Scale the lines below. Copy each one in full, multiply every bounding-box coordinate in its answer by 2.15, and round to the nearest whole number, with halves rounded up. Leave the sample coordinates given for "red car" unchanged.

» DATASET EXCERPTS:
- - -

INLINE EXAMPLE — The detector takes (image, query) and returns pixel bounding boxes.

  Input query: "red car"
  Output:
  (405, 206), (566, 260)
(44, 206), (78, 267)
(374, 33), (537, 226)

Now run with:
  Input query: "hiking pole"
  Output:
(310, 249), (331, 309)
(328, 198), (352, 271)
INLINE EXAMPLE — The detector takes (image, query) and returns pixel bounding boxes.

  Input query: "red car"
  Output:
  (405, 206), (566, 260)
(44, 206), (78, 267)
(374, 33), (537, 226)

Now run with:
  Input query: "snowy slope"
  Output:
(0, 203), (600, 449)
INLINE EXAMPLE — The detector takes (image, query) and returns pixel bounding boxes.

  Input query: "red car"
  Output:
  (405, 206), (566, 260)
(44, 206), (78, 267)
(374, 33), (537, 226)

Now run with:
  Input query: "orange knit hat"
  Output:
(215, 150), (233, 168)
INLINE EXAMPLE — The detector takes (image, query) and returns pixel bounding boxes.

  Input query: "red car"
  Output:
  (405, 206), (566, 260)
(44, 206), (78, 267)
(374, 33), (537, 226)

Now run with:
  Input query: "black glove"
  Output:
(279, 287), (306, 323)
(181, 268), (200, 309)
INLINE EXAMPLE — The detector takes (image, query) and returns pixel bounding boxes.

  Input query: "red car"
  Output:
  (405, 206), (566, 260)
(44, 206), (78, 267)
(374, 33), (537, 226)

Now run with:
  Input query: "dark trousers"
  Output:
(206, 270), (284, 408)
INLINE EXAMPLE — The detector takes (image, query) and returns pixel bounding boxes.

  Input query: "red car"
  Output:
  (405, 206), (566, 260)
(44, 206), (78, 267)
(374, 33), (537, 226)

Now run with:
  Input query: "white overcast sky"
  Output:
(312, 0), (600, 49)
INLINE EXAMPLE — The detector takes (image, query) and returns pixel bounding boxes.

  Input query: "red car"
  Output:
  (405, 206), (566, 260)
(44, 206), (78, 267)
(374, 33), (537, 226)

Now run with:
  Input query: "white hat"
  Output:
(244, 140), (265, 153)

- - -

» CORRECT RESPONSE:
INLINE EXAMPLE — The detector takes (image, query) and returns pixel bounding boxes.

  Input query: "red car"
  Output:
  (405, 206), (566, 260)
(44, 206), (78, 267)
(374, 33), (537, 226)

Now run with:
  Input query: "hiking pole"
  Output:
(667, 535), (712, 664)
(705, 426), (757, 583)
INLINE EXAMPLE — The detector takes (image, query) and returns pixel bounding boxes.

  Input query: "red car"
  Output:
  (405, 206), (566, 260)
(44, 206), (78, 267)
(374, 33), (537, 226)

Now run with:
  Input query: "snowy slope"
  Output:
(0, 436), (1290, 965)
INLINE EXAMPLE — The detector takes (image, query) and returns pixel bounding boxes.

  Input query: "red car"
  Output:
  (405, 206), (566, 260)
(44, 206), (78, 267)
(374, 33), (537, 226)

Now run with:
  Input query: "orange knit hat"
  Output:
(462, 323), (501, 361)
INLINE EXAMPLE — The detector takes (image, query) and returns pixel bounding boxes.

  Input query: "red car"
  Output:
  (405, 206), (566, 260)
(44, 206), (78, 267)
(374, 33), (537, 226)

Now run with:
  Input query: "black glove"
  Output:
(600, 617), (658, 694)
(389, 576), (430, 664)
INLINE EXAMPLE — The detector takes (image, query) and returns pixel bounding boxes.

  Input query: "red car"
  Output:
  (405, 206), (566, 260)
(44, 206), (78, 267)
(374, 33), (537, 226)

Now run with:
  Input query: "dark trousers"
  Output:
(443, 581), (611, 877)
INLINE EXAMPLE — The detector takes (image, query) and returns pixel bounding boxes.

  Input query: "red car"
  Output:
  (405, 206), (566, 260)
(44, 206), (78, 267)
(374, 33), (537, 226)

Now run with:
  Input query: "white overcast sky"
  Output:
(671, 0), (1290, 105)
INLINE EXAMPLE — The detector takes (image, query) and returns pixel bounding boxes.

  Input query: "red car"
  Output:
  (405, 206), (566, 260)
(44, 206), (78, 267)
(374, 33), (537, 226)

Now run with:
  Input query: "white hat"
  Output:
(525, 301), (570, 329)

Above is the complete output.